#### [Source data]
----------

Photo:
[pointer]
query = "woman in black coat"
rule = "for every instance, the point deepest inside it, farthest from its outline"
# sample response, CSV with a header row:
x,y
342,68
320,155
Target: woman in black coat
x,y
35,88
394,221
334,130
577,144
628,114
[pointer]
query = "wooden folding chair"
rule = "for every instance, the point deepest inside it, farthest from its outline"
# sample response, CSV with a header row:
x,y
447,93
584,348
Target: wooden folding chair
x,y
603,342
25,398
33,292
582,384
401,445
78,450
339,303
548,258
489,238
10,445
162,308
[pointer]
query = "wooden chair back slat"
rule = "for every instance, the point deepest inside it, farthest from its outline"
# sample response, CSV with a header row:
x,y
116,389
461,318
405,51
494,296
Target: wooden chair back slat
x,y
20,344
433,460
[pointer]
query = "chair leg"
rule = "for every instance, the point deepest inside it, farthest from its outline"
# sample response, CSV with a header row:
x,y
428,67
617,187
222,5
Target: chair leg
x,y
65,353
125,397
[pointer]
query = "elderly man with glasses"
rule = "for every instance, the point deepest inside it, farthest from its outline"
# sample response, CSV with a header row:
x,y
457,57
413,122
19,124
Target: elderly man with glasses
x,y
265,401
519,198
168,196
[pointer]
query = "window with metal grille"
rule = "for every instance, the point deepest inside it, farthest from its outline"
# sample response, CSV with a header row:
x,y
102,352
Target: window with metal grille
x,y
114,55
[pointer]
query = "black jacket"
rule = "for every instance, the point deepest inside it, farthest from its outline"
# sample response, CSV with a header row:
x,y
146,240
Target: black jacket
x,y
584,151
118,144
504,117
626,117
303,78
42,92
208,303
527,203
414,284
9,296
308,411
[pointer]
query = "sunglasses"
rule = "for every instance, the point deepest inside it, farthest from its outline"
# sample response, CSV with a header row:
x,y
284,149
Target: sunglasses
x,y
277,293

----------

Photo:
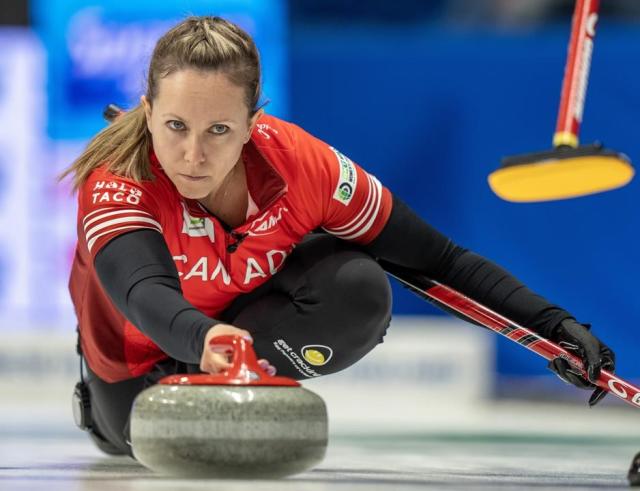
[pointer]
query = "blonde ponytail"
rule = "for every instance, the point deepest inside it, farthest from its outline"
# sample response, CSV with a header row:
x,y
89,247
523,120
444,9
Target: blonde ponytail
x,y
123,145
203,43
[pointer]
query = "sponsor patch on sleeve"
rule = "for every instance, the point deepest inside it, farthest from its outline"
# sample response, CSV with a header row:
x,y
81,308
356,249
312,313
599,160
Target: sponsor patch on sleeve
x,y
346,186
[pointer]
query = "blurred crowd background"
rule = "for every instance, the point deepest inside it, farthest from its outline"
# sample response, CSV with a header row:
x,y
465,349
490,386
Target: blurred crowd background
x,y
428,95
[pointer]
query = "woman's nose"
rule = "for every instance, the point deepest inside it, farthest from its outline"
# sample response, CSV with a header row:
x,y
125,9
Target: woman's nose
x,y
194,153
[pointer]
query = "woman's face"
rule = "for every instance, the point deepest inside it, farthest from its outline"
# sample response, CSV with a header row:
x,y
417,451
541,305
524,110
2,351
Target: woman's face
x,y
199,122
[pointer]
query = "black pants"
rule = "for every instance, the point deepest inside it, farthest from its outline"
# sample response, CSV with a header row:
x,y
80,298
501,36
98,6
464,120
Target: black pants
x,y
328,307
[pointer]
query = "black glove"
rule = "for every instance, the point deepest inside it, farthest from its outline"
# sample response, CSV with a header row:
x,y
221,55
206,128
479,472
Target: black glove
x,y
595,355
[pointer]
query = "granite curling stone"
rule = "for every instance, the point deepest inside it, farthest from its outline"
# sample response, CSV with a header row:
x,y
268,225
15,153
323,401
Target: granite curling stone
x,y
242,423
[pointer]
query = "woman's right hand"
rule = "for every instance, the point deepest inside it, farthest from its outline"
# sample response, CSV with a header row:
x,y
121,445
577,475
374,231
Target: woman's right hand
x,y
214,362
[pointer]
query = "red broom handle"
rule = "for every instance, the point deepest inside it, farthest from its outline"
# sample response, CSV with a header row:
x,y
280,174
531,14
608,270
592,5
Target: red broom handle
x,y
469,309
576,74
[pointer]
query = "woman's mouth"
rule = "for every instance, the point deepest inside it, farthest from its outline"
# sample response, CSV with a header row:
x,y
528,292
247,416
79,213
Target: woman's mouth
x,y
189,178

----------

#### [Given problem]
Please filter the items above down to the lines that contain the word "sponsor", copying each such line in full.

#### [Output below]
query = "sponsor patch on sleeve"
Target: sponsor patch on sleeve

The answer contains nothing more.